What to do -
Reproduce the entries starting at the line containing "Reviewer note: make sure every instance of the drainpipe" and ending at the last line of the entries. Copy the requests unchanged, but scale every coordinate in the answers by 2.6 and round each to a whole number, rounding halves up.

Dataset items
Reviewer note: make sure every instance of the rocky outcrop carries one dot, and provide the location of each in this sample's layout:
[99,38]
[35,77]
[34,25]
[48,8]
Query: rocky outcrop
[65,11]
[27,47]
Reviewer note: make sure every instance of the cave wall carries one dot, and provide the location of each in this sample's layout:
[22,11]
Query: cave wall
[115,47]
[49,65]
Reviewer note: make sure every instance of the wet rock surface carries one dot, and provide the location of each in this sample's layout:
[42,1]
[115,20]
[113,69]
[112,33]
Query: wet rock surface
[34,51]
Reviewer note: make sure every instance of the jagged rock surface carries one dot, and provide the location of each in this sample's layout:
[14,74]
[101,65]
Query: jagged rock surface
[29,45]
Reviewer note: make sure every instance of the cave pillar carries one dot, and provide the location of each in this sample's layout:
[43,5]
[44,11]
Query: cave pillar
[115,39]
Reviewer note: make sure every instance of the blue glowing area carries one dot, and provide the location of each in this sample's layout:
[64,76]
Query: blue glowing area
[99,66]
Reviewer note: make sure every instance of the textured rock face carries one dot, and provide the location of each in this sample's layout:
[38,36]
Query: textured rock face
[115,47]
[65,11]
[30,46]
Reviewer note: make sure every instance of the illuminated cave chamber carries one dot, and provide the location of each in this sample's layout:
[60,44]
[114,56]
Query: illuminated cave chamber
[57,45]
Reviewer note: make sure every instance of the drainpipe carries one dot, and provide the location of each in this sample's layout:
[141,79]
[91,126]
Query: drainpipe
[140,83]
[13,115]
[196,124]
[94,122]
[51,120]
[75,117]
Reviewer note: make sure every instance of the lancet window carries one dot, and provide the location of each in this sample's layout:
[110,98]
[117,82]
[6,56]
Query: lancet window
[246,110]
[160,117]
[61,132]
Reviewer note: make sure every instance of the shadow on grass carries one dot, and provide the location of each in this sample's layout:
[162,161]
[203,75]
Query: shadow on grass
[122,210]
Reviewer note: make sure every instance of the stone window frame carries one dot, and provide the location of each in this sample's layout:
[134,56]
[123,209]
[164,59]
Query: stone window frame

Answer to the problem -
Reviewer note: make sure every instance of the drainpipe carries one dot, and provide the location of each in this sample's layout:
[141,79]
[91,126]
Query: drainpipe
[364,216]
[34,299]
[510,322]
[244,317]
[133,312]
[195,304]
Reviewer note: make sure every instance of the lancet window carries one dot, and provide the location of each in this sample's layout:
[110,98]
[117,82]
[6,56]
Query: lancet window
[640,286]
[416,304]
[159,343]
Reviewer note: make sure every instance of the shadow on grass carries one dot, and provide the location of each in this sample's layout:
[162,161]
[203,75]
Query: shadow on grass
[317,546]
Reviewer note: make sure every instance of the stone window frame carries one dot, and provide the location of each in this sample's layout:
[134,56]
[123,209]
[164,59]
Query: stone window frame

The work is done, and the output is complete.